OBJECTIVE:
Print, character for character, the portion of the entries that opens with the line containing "target: steel helmet" and closes with the line containing "172), (741, 201)]", both boundary lines included.

RECORDS PROVIDED:
#####

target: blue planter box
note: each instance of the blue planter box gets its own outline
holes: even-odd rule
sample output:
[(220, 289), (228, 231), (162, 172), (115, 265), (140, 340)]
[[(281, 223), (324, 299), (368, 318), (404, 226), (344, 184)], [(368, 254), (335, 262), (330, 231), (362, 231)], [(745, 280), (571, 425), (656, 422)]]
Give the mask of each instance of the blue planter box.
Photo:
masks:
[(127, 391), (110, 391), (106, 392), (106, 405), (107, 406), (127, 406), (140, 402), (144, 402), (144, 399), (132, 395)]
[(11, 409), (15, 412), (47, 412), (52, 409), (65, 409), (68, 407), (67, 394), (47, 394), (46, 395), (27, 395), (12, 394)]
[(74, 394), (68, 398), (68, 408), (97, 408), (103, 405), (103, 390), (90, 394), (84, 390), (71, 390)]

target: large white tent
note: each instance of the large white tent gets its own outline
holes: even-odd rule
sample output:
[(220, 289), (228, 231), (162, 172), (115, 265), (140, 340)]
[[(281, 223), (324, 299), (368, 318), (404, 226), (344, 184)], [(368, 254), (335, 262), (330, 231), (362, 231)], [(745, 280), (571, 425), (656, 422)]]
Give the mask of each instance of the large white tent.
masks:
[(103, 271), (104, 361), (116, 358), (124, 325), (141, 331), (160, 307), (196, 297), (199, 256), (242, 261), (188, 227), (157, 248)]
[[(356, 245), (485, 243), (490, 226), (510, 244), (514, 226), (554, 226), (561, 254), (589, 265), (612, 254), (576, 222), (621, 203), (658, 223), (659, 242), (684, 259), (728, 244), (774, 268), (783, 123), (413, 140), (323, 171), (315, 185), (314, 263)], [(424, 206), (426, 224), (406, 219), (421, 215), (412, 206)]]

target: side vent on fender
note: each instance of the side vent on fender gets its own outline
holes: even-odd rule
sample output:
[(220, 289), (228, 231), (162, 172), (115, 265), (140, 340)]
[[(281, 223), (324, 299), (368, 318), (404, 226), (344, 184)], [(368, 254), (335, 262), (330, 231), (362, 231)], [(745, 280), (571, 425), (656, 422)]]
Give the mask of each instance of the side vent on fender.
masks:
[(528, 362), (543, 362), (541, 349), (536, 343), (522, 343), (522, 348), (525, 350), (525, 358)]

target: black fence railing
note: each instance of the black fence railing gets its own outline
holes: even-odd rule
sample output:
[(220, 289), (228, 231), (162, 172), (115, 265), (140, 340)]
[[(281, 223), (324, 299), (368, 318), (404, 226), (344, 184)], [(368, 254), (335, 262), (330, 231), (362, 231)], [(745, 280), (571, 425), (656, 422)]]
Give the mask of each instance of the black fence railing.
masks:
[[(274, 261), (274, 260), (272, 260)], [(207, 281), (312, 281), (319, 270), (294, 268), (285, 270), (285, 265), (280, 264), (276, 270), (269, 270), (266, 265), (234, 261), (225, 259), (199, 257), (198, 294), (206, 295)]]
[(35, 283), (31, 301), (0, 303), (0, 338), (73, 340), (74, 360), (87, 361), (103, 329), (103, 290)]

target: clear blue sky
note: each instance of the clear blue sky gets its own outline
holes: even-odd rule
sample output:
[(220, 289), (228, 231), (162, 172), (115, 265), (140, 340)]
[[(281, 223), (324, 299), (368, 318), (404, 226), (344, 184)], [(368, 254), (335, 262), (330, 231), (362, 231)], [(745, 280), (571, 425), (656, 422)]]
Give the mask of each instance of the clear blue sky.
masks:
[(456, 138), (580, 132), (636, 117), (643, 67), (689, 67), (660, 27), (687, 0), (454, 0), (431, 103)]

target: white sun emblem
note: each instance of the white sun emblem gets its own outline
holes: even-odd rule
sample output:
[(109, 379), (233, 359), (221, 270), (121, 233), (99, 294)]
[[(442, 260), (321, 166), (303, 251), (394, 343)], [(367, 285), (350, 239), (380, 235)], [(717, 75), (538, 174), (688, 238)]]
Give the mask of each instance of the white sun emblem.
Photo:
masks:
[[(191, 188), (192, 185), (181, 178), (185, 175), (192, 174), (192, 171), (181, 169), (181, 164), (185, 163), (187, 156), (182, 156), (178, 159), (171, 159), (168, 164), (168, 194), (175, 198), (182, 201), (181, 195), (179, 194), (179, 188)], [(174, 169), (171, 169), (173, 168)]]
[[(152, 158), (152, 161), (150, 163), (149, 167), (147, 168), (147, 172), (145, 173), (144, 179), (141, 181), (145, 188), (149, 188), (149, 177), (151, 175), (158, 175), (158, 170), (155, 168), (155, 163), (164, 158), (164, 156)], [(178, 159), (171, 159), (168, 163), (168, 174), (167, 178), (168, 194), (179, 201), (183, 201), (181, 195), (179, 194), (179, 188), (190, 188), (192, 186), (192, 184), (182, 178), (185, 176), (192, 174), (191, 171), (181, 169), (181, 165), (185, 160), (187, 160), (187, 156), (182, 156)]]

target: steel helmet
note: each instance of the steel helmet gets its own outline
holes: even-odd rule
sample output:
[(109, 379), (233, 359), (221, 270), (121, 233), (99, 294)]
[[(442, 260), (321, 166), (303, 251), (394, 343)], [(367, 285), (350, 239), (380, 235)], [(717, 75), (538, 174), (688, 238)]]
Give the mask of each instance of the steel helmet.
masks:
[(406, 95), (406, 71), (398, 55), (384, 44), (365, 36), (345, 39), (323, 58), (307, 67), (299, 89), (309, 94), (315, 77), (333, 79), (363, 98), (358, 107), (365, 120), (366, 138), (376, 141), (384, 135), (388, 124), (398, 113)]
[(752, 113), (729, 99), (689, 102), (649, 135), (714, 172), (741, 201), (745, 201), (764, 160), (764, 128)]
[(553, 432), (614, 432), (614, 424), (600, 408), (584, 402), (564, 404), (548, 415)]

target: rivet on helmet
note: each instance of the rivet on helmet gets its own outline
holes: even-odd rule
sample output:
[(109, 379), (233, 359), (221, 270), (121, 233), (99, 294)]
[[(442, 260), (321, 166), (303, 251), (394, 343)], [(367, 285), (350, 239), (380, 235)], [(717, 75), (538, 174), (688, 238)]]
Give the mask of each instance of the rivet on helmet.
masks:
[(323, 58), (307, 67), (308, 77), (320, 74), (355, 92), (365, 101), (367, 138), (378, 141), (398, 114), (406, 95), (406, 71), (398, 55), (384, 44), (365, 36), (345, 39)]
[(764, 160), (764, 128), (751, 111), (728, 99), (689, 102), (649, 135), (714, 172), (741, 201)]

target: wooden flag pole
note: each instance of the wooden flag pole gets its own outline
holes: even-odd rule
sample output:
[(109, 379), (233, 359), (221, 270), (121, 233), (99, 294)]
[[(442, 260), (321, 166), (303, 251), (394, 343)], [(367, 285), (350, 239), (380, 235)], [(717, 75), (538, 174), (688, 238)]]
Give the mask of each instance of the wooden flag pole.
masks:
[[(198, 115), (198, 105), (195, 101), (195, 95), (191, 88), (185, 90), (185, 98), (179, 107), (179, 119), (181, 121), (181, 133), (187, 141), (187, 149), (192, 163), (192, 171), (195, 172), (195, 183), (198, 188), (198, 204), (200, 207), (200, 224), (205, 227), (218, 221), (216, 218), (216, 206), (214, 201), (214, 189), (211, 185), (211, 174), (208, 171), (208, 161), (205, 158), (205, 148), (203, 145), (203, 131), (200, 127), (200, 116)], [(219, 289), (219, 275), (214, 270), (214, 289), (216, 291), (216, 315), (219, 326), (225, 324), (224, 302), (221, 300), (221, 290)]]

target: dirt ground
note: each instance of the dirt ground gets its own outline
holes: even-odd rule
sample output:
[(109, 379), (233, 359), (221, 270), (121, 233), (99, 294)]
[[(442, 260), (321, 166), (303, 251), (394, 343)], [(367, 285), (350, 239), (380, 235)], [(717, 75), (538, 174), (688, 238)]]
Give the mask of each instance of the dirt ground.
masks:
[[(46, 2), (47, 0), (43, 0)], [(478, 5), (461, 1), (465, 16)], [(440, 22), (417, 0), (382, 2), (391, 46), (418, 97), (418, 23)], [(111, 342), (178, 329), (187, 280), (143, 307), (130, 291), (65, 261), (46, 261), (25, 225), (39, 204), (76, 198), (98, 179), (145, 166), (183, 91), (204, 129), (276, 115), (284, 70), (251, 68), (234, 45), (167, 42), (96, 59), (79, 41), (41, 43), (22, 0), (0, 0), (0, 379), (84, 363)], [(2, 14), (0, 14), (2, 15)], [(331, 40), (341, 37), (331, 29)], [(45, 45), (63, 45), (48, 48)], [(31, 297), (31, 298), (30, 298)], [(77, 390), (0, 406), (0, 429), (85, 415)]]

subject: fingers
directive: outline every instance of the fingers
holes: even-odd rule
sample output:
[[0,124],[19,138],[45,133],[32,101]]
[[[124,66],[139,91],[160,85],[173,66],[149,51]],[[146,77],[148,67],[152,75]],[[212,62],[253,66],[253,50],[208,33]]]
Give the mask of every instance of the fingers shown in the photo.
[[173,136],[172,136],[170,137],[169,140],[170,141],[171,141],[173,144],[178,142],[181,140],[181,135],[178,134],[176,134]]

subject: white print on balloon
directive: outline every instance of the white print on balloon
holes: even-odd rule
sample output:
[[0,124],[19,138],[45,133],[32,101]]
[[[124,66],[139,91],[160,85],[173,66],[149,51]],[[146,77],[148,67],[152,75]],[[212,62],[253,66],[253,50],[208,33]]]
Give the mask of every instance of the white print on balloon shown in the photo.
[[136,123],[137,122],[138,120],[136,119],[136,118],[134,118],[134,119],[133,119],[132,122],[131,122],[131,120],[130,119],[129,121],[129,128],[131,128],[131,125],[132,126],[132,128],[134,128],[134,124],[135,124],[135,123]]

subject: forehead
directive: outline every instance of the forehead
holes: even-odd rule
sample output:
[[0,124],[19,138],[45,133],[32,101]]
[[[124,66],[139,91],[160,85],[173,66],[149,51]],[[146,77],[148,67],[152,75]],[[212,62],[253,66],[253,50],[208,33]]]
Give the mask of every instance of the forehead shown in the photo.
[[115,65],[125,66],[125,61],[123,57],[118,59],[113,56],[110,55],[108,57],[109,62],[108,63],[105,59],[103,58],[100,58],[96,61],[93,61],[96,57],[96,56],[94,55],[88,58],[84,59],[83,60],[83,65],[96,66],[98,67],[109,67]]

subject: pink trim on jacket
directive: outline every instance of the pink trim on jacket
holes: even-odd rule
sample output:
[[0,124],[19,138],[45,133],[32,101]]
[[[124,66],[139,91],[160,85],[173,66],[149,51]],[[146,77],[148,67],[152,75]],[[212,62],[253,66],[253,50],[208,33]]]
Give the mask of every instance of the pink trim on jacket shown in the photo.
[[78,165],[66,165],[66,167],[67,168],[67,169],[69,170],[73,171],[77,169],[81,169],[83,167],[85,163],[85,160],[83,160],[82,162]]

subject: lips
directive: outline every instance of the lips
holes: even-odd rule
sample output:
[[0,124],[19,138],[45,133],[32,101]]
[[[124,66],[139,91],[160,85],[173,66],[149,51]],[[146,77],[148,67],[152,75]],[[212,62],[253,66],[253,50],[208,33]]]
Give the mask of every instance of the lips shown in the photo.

#####

TASK ANSWER:
target: steel helmet
note: each instance of the steel helmet gets its own outline
holes: even-odd rule
sample output:
[(109, 379), (233, 359), (221, 270), (121, 233), (99, 294)]
[[(442, 260), (321, 166), (303, 251), (394, 343)], [(367, 285), (350, 239), (380, 235)], [(717, 75), (538, 174), (688, 238)]]
Give the mask of each instance of the steel helmet.
masks:
[(406, 95), (406, 71), (398, 55), (384, 44), (365, 36), (345, 39), (323, 58), (307, 67), (299, 89), (309, 94), (315, 77), (333, 79), (363, 98), (358, 107), (365, 120), (366, 138), (376, 141), (384, 135), (388, 124), (398, 113)]
[(752, 113), (729, 99), (689, 102), (649, 135), (714, 172), (741, 201), (745, 201), (764, 160), (764, 128)]
[(553, 432), (614, 432), (614, 424), (600, 408), (584, 402), (564, 404), (548, 415)]

target: rivet on helmet
note: each instance of the rivet on helmet gets its own outline
holes: even-odd rule
sample output:
[(109, 379), (233, 359), (221, 270), (121, 233), (99, 294)]
[[(442, 260), (321, 166), (303, 251), (394, 343)], [(367, 285), (350, 239), (380, 235)], [(717, 75), (538, 174), (688, 238)]]
Give the mask of each instance of the rivet on helmet.
masks:
[(323, 58), (307, 67), (308, 77), (320, 74), (355, 92), (365, 101), (367, 138), (378, 141), (398, 114), (406, 95), (406, 71), (398, 55), (384, 44), (365, 36), (345, 39)]
[(764, 160), (764, 128), (751, 111), (728, 99), (689, 102), (649, 135), (714, 172), (741, 201)]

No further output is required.